<<<<

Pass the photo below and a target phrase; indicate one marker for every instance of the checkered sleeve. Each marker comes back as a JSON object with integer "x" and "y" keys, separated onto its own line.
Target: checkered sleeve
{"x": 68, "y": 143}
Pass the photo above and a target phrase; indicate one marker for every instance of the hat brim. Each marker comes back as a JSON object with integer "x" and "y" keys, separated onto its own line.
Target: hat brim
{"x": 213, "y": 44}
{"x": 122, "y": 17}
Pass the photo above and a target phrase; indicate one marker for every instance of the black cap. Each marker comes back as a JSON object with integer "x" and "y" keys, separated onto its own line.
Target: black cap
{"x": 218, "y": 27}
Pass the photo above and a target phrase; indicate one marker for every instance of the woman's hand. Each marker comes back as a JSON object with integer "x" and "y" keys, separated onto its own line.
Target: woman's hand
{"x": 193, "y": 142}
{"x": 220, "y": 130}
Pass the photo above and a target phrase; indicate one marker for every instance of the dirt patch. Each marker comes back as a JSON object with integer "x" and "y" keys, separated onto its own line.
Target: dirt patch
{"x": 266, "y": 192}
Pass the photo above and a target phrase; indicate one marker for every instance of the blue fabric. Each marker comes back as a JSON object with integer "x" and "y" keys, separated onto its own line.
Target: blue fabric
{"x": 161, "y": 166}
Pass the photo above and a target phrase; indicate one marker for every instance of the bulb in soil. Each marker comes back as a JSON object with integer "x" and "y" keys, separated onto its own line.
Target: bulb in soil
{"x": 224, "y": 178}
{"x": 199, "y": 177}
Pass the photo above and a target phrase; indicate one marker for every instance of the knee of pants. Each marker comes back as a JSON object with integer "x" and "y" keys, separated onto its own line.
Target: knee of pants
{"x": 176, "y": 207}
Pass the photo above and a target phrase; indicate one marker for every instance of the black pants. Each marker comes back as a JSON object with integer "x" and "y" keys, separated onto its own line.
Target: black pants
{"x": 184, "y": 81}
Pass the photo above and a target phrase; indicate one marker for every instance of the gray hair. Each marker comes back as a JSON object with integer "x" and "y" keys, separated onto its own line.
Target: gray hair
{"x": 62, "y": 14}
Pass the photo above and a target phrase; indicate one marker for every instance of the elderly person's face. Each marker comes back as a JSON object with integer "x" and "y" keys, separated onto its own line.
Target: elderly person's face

>>>>

• [Exercise prompt]
An exact copy of all the material is what is needed.

• [Task output]
Pass the photo below and a target phrase; indicate one marker for every instance of the checkered sleeve. Each marker comes back as a JSON object with integer "x" and "y" keys, separated onto its own line.
Target: checkered sleeve
{"x": 68, "y": 143}
Pass the photo above and a target phrase; indicate one marker for every instance of the hat brim. Each marker comes back as a JSON object with integer "x" and "y" keys, separated onto its own line.
Target: hat brim
{"x": 213, "y": 44}
{"x": 122, "y": 17}
Pass the photo above and a target phrase; indicate one marker for every instance of the black cap. Each marker comes back as a JSON object with integer "x" and "y" keys, separated onto its own line.
Target: black cap
{"x": 218, "y": 27}
Pass the photo above and a target phrase; indicate one marker for every instance of the woman's hand. Each marker comes back as a JSON object with integer "x" and "y" keys, separated onto its own line.
Target: woman's hand
{"x": 193, "y": 142}
{"x": 220, "y": 130}
Pass the photo above and a target phrase; indicate one marker for every instance of the dirt patch. Each marker comes back as a JSON object with integer "x" and "y" keys, separated onto its own line.
Target: dirt patch
{"x": 266, "y": 192}
Pass the photo above and a target phrase; indicate one marker for every instance of the blue fabric. Each marker comes back as a JSON object with integer "x" and "y" keys, separated onto its own line.
Target: blue fabric
{"x": 161, "y": 166}
Pass the photo above and a target phrase; indicate one marker for every instance of the bulb in soil. Each marker comes back as a JSON object with integer "x" and "y" keys, separated onto its own line.
Target: bulb in soil
{"x": 224, "y": 178}
{"x": 199, "y": 177}
Pass the photo above and a target phrase; indicate one marker for every instance of the knee of pants. Each marker comes back as a JSON object with integer "x" and "y" keys, separated onto its own line.
Target: knee of pants
{"x": 176, "y": 207}
Pass the photo above and a target phrase; indicate one marker for every instance of the black pants. Each marker comes back as a JSON object with integer "x" and "y" keys, separated onto its own line.
Target: black pants
{"x": 184, "y": 81}
Pass the photo above and a target phrase; indicate one marker for every instance of the gray hair. Each marker comes back as a JSON object with integer "x" and "y" keys, separated onto its own line.
Target: gray hair
{"x": 62, "y": 14}
Pass the photo above and a target phrase; indicate one marker for every instance of the elderly person's face. Each marker comes back as a JSON object with integer "x" and "y" keys, separated onto its own line.
Target: elderly person's face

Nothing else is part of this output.